If hackers wanted to debilitate American society, they would have trouble taking down the entire power grid or financial system, but they could do serious damage to the companies that make and deliver Americans' food.
The US food and agriculture sector lacks the resources, expertise, and government support to protect itself and its products from a rapidly expanding range of cybersecurity threats, according to lawmakers, policy experts, and former government officials. These shortfalls leave gaps that foreign government operatives or cybercriminals could exploit to remotely disable farming equipment, contaminate fertilizer, cripple milk supplies, and kill chickens.
In the past few years, cyberattacks on the meat processing giant JBS Foods and the Iowa farm services firm NEW Cooperative have laid bare the industry's widespread vulnerabilities. And new technologies, including advances in artificial intelligence, are creating previously unimaginable risks, overwhelming a workforce not accustomed to dealing with digital security. Making matters worse, food and agriculture is one of only a few critical infrastructure sectors that doesn't have an information sharing and analysis center, or ISAC, helping companies fight back.
All of these shortcomings make food and agriculture companies a prime target for Russian operatives bent on vengeance for Western sanctions, Chinese spies seeking a competitive advantage for their domestic firms, and ransomware gangs looking for victims that can't afford downtime.
The federal government has recently begun addressing these dangers. Lawmakers are introducing bills and spotlighting the issue at hearings, and a presidential directive has spawned a series of reports and reviews. To the people most informed and worried about the chaos that hackers could cause, these developments are long overdue.
"Agricultural and food security is the foundation of American security," says US congressman August Pfluger, a Texas Republican who has sponsored a bill on the subject. "Without a stable food supply, society stops functioning."
Precision agriculture uses GPS sensors and satellite imagery to determine the right kind of fertilizer for every patch of soil and send instructions directly to tractors that automatically move around and spray the appropriate mixes. If hackers breached these systems, they could poison the crops of every farmer using them. The impact wouldn't be clear until months later, when the crops would begin to grow poorly or fail to grow at all.
Farmers are also vulnerable to more immediate sabotage. The same remote-access technology that enabled John Deere to remotely disable a batch of Ukrainian tractors stolen by Russian forces could let hackers turn off millions of tractors across the United States.
America's meat supply faces huge risks too. Inside the massive industrial facilities where most chickens are raised and slaughtered, the temperature and humidity are precisely controlled by internet-connected computers. With control of this system, hackers could engineer a catastrophe.
"You could lose tens of thousands of birds literally within 10 to 15 minutes," says Marcus Sachs, deputy director for research at Auburn University's McCrary Institute for Cyber and Critical Infrastructure Security. "We've seen this happen before. It's almost like a wave goes through the chicken house, where they all just die."
Just-in-time logistics mean that even short-term cyberattacks can have serious consequences. Hacks that disrupt fertilizer or pesticide production can force farmers to sit out planting seasons. Breaches at meat-packing plants can cause destabilizing supply shortages. Tampering at a food processing firm can lead to deadly contamination. Already, ransomware attacks that have forced companies to shut down operations for a week have left schools without milk, juice, and eggs, according to Sachs.

● **Supplied information**
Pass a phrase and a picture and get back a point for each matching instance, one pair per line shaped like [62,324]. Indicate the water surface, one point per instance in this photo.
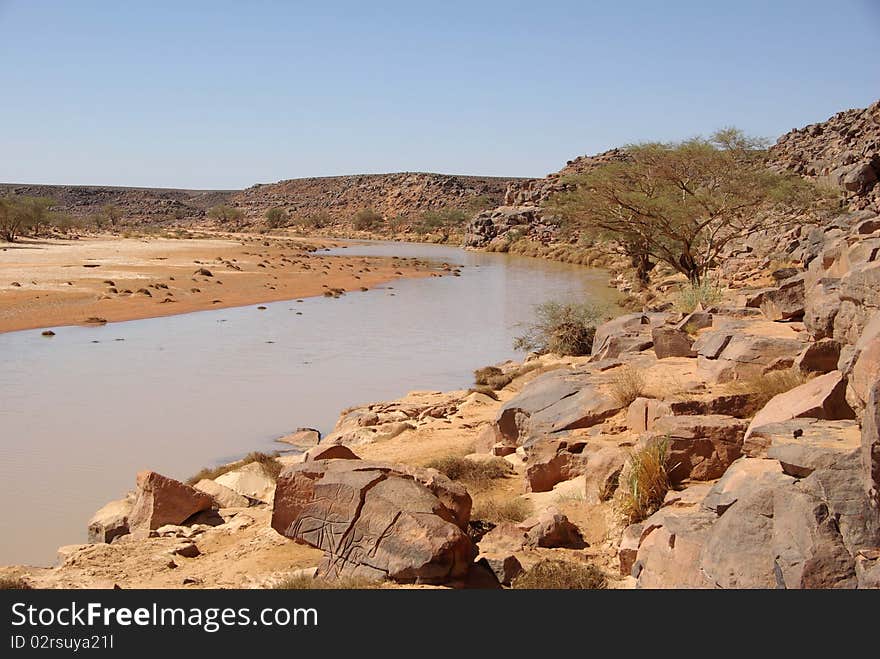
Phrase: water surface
[82,412]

● **Instruction**
From the article above on cyber threats to the US food and agriculture sector, reproduce word for word the part that opens with the words "The US food" and closes with "and kill chickens.".

● **Exercise output**
The US food and agriculture sector lacks the resources, expertise, and government support to protect itself and its products from a rapidly expanding range of cybersecurity threats, according to lawmakers, policy experts, and former government officials. These shortfalls leave gaps that foreign government operatives or cybercriminals could exploit to remotely disable farming equipment, contaminate fertilizer, cripple milk supplies, and kill chickens.